-- Start --

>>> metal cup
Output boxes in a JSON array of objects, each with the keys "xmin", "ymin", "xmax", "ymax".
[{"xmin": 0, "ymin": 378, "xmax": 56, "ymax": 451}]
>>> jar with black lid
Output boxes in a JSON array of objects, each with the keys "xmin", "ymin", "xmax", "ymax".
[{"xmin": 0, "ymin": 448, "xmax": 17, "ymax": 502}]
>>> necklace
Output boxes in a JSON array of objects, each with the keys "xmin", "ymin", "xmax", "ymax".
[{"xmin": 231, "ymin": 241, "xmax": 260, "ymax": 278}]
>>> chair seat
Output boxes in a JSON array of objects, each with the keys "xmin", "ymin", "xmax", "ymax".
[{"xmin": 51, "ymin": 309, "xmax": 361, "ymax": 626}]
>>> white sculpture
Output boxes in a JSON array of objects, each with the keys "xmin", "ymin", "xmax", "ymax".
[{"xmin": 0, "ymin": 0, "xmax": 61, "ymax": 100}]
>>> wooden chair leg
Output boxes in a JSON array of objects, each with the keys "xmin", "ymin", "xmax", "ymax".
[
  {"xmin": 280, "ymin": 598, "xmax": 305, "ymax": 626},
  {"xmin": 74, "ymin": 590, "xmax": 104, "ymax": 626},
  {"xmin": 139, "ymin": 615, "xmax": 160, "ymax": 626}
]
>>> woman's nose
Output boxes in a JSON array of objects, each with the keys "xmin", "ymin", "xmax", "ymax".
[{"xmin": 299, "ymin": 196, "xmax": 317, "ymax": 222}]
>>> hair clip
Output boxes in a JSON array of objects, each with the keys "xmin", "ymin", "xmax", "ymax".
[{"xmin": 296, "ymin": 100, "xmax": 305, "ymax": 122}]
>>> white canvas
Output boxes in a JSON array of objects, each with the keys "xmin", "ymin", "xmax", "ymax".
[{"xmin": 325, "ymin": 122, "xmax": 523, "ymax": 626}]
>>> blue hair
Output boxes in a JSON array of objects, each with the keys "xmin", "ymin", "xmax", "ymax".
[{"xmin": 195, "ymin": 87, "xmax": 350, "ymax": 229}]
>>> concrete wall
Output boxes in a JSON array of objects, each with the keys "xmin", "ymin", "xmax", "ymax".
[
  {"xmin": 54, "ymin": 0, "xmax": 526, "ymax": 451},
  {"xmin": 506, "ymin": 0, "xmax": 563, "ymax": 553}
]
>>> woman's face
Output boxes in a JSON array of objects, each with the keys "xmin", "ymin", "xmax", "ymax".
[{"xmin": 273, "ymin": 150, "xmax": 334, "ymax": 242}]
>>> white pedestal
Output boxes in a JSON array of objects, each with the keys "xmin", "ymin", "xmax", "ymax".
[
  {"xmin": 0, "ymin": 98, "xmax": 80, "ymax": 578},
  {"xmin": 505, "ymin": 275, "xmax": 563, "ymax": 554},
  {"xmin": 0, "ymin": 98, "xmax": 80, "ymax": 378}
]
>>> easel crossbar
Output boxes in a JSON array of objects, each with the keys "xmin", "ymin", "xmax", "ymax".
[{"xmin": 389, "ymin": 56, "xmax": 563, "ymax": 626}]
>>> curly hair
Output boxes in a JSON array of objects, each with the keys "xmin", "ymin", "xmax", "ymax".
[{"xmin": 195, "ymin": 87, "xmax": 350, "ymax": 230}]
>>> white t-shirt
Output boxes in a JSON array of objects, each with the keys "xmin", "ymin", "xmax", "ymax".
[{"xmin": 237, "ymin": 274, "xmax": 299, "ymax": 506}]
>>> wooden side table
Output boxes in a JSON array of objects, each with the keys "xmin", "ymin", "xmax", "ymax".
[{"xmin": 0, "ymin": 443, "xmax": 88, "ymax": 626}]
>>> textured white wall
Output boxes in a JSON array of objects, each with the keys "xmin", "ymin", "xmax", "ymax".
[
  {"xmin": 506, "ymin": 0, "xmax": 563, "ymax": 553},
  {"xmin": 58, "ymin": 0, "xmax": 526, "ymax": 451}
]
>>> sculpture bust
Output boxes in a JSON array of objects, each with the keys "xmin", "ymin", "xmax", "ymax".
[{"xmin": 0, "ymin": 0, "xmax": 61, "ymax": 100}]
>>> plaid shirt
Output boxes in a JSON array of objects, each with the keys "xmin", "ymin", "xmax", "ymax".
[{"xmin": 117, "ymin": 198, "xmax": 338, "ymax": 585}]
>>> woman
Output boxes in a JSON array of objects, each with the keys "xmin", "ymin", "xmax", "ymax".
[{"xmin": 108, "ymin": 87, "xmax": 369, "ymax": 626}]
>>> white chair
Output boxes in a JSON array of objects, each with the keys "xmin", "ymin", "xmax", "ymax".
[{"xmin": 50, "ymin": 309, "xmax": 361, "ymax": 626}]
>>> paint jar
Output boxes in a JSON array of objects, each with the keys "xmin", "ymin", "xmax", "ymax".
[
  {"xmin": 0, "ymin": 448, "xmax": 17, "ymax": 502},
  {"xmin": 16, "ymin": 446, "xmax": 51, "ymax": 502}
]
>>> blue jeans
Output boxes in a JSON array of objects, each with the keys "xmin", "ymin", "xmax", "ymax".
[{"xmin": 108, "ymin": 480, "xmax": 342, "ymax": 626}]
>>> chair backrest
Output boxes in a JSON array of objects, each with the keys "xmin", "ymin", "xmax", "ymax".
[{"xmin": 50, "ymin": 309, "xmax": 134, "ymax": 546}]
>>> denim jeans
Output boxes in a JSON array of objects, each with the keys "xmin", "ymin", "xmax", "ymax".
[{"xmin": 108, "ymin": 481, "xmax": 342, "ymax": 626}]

-- End --

- **What is asked**: Select every line of the items above that contains the word "chair" and copy each one.

- **Solution for this exercise**:
>>> chair seat
>>> wooden chair leg
>>> white chair
>>> chair backrest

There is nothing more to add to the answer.